[Data drawn from a collection]
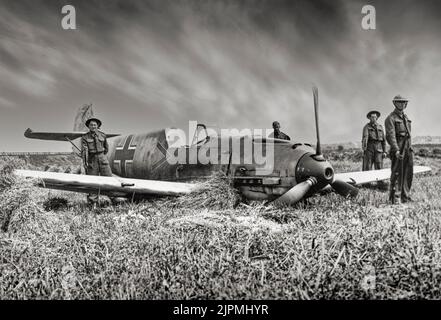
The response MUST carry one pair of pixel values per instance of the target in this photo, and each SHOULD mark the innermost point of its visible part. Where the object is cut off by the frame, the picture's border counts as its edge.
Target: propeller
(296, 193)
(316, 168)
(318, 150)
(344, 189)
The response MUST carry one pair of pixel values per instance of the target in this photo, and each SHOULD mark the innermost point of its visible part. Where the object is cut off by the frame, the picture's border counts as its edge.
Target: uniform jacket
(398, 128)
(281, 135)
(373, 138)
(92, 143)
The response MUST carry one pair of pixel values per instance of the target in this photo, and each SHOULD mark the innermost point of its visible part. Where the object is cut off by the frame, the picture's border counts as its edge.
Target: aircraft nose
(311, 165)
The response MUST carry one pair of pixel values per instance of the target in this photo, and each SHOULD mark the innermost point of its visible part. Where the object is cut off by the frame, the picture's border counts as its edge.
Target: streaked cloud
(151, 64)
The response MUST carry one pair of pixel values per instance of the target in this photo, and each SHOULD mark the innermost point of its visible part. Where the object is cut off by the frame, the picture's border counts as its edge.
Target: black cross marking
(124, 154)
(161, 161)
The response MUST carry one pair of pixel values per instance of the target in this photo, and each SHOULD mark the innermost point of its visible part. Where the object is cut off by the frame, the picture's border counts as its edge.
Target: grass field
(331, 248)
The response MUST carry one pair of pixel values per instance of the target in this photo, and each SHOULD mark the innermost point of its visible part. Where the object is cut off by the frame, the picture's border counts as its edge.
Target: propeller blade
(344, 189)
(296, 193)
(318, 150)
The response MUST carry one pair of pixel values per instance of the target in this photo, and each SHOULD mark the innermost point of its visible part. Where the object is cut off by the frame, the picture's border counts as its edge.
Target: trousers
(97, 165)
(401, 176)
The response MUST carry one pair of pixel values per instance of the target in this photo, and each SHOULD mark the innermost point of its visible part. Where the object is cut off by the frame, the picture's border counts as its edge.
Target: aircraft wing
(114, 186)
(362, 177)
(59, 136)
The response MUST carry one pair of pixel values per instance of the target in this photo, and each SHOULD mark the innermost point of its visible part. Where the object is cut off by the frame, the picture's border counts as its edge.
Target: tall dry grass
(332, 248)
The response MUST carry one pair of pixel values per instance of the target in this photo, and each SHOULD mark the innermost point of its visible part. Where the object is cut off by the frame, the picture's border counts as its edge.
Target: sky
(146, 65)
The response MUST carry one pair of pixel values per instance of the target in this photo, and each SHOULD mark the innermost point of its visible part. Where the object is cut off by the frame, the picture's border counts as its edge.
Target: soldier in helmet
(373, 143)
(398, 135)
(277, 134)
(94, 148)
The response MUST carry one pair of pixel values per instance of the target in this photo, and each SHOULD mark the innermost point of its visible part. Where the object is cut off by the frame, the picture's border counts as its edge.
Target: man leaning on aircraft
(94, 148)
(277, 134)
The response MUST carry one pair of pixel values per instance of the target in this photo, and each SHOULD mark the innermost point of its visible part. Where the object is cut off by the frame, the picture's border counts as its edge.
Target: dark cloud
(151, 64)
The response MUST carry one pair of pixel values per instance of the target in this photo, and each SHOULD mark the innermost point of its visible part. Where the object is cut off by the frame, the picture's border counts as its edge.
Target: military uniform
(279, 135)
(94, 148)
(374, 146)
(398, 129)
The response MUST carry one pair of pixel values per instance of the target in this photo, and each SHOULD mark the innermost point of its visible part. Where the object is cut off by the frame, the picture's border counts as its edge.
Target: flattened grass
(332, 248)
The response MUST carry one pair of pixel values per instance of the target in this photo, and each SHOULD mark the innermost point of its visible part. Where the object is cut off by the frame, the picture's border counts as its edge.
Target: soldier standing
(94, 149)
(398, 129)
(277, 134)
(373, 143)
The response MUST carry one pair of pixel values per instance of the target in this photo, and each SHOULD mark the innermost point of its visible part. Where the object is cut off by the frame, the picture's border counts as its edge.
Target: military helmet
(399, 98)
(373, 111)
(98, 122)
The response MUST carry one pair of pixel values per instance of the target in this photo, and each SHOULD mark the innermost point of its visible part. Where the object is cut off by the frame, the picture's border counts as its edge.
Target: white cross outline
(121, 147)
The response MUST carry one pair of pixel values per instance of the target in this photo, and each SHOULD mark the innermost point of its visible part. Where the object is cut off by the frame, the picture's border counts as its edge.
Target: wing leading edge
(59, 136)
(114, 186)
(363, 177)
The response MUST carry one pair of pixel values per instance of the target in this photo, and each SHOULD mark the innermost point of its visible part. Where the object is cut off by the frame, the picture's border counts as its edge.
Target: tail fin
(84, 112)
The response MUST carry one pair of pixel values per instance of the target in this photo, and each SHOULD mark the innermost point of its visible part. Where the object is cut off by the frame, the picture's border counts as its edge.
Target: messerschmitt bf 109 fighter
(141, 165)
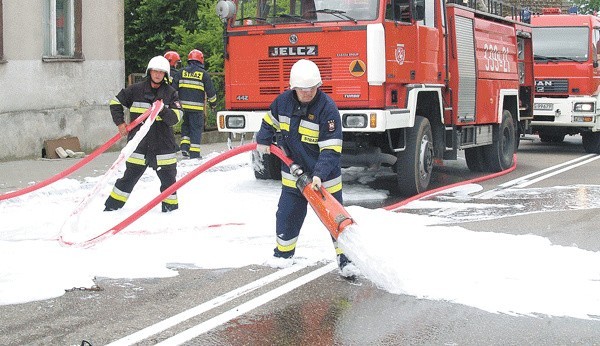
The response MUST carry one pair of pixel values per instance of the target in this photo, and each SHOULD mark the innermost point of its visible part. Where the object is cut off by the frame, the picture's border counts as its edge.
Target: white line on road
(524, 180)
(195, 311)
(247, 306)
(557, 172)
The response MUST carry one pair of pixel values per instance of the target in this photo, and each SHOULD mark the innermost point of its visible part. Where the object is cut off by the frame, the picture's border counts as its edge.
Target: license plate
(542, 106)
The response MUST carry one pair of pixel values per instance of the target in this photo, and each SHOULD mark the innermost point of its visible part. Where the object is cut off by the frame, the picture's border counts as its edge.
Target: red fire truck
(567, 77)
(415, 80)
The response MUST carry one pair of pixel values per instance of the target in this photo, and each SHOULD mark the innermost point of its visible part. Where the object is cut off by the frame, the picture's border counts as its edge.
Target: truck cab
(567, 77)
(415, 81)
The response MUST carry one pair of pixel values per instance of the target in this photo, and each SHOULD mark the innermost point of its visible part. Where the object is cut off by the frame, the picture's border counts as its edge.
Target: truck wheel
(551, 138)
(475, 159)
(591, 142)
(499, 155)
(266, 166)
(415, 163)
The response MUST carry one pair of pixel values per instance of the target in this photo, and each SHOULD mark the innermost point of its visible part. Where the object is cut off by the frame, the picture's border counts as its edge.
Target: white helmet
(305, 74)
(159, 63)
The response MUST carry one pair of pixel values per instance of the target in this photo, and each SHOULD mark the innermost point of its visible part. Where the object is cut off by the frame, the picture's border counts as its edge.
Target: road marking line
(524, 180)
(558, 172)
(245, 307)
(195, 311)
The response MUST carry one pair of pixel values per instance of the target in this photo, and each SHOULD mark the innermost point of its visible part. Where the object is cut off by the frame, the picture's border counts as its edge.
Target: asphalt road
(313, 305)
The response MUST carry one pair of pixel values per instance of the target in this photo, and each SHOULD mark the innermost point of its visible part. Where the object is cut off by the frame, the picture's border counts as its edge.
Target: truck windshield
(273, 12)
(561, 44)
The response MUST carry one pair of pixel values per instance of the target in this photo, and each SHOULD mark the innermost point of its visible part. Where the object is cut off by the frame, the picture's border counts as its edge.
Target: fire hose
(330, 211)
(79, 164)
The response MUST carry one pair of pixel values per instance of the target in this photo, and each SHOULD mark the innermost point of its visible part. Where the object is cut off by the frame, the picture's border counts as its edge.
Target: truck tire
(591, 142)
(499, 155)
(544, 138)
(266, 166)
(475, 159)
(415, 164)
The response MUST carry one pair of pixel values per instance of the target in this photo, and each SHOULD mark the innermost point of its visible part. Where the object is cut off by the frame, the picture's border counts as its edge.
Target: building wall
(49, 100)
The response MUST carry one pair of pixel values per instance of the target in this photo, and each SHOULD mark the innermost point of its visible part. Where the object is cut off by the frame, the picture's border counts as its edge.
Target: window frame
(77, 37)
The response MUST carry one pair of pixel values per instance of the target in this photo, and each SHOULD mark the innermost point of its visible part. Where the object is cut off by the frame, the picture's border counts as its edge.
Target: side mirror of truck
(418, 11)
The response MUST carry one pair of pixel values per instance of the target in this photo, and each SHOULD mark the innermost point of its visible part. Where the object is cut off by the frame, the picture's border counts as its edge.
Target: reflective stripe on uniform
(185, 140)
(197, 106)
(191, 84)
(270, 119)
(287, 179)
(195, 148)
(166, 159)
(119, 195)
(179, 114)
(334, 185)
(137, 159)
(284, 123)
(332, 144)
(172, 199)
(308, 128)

__SET TASK__: Pull out every line of the records above that contains the string "marking". Case counts, so a match must have the same capitalization.

__FULL ANSWER__:
Target: black cross marking
Target: road marking line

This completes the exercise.